▶ Exercise task A
Render this sentence from the forum thread on palm shortening into Spanish: "Palm shortening is mixed with other oils, probably soybean or cottonseed oil."

▶ Reading text

————

# Is palm shortening different than palm oil?



## Dana

I can get a gallon for $30 and wondered if it's the same as the oil?


----------



## jdranch

It is different


----------



## Guest

30.00 a gallon is a high high price.. you can get palm oil much cheaper than that... 
Try columbus foods... some local 
Gordons food supply will order for you 
Barb


----------



## tmfinley

Palm shortening is mixed with other oils, probably soybean or cottonseed oil. I get 5 gallons of organic sustainable palm oil for $60 something from Columbus.


----------



## Aja-Sammati

*Not* if the palm shortening is Spectrum. It is 100% organic, sustainable palm.


----------



## tmfinley

What makes Spectrum's Palm shortening shortening? If it is 100% palm oil why wouldn't it be just called palm oil? Is it homogenized? I haven't ever heard of an organic sustainable homogenized palm. Is it solid when cool or spreadable? When I think of shortening I think of something easily scooped and spread. I emailed the Spectrum company and asked them but while I await their answer does anyone else know? I'm sure it is way to expensive to use in soap making but I am very curious.


----------



## hsmomof4

Probably it is homogenized...you can buy no-stir, refined, blended, deodorized (RBD) homogenized palm oil. I'd bet it's very similar. (The RBD palm is very similar in consistency to shortening.)


----------



## Aja-Sammati

Because palm is a vegetable oil, it is considered a vegetable shortening. If you read the label it is 100% palm oil. Non-hydrogenated. Ingredients: Mechanically pressed organic palm oil. If you read up on their suppliers, you find out that it is grown in South America in sustainably managed plantations (as opposed to slash & burns in Orangutan forests). I would think it is called shortening so people know what to do with it...many people do not realize you can use palm oil as shortening in cooking.

I was given some out of date Spectrum from a health food store that I tried- my normal palm is also certified organic & sustainable, but is bought in 50# buckets from suppliers such as soaperschoice. There is actually a lot of difference between the different palms in consistency & color. I have used regular palm, organic/sustainable & the spectrum. The Spectrum was nice, but way too expensive, the organic is much nicer than the regular. I have never had a 50# bucket of the o/S palm have a problem with melting or settling, while I did with the regular. The Spectrum has never melted at room temp either. IT is about 80-85 degrees where my oils are stored in the summer.


----------



## tmfinley

I did read all of the information their site had on the oil but I still had questions. I also use the organic sustainable palm from Columbus and have done a lot of research on s/o palm thus am curious about this Spectrum brand that doesn't fit in with all of the info I had on it. 

"I have never had a 50# bucket of the o/S palm have a problem with melting or settling, while I did with the regular. "

Michelle, could you clarify this statement for me? Do you mean your o/s palm is homogenized?

————

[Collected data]
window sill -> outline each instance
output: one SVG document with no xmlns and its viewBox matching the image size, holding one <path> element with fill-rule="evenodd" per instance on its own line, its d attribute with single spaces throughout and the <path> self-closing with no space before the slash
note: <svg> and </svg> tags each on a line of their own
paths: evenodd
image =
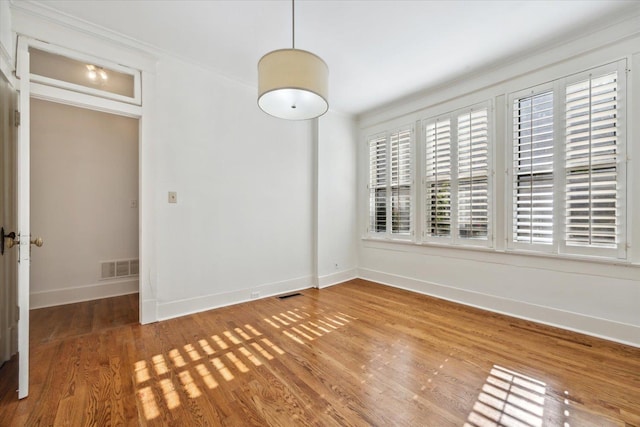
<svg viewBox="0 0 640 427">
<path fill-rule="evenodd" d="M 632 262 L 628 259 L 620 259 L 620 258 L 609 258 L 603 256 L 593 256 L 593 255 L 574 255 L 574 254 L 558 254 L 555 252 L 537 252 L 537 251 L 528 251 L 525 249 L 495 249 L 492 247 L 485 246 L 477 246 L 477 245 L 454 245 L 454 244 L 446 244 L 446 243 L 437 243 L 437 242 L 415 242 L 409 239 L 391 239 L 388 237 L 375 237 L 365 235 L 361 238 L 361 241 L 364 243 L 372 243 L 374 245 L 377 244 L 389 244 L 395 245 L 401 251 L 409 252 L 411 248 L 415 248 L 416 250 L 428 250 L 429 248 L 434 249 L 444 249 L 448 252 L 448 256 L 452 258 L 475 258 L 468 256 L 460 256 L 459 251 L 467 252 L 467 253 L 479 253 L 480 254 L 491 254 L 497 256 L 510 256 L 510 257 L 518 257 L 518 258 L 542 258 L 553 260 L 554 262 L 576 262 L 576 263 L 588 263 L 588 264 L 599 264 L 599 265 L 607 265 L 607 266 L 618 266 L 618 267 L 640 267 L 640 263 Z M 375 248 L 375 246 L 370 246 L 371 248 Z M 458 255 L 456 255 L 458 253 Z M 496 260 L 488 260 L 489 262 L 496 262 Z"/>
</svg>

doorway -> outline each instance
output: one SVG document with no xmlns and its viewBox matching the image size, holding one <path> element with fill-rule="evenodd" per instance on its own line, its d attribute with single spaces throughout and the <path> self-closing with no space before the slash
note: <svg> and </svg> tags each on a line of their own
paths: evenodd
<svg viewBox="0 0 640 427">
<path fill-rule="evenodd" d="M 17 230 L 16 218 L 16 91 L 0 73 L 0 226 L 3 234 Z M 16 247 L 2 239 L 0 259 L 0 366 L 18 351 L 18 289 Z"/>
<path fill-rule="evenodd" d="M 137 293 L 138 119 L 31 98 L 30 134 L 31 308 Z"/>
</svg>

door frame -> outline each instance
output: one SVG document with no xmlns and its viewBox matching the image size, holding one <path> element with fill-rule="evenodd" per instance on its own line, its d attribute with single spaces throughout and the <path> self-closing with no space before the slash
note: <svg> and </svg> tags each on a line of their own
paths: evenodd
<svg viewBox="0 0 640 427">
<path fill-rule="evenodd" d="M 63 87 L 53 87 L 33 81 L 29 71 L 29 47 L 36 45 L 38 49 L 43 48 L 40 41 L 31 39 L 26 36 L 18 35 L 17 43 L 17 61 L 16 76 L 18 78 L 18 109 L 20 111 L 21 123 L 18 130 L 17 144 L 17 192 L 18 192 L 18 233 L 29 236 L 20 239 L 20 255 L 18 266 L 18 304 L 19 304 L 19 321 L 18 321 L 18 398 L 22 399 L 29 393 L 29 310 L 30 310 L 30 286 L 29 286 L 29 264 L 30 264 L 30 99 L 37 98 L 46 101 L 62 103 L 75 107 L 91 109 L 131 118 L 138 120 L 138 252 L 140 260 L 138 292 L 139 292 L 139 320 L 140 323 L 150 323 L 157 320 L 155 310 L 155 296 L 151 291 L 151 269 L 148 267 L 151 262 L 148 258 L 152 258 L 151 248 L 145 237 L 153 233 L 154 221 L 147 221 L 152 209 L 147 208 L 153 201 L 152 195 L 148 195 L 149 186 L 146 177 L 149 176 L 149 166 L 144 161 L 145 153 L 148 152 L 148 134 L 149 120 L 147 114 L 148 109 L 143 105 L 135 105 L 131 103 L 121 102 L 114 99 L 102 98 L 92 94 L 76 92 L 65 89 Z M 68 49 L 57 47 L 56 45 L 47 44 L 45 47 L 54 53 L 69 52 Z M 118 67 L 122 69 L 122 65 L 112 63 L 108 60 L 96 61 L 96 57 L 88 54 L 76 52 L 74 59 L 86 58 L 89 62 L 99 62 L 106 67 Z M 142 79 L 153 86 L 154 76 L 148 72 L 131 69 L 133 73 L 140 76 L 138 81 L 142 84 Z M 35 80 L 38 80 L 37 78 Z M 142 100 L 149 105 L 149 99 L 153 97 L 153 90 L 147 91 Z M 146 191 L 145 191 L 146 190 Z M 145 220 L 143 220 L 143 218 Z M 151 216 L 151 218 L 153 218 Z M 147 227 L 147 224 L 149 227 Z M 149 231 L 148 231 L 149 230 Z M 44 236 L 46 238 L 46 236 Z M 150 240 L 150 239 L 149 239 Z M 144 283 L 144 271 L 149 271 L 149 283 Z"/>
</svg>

————

▶ Exercise task B
List every line of the rows that contains the string "outline", treating case as significant.

▶ Final result A
La manteca de palma está mezclada con otros aceites, probablemente aceite de soja o de semilla de algodón.

▶ Final result B
window sill -> outline each instance
doorway -> outline each instance
door frame -> outline each instance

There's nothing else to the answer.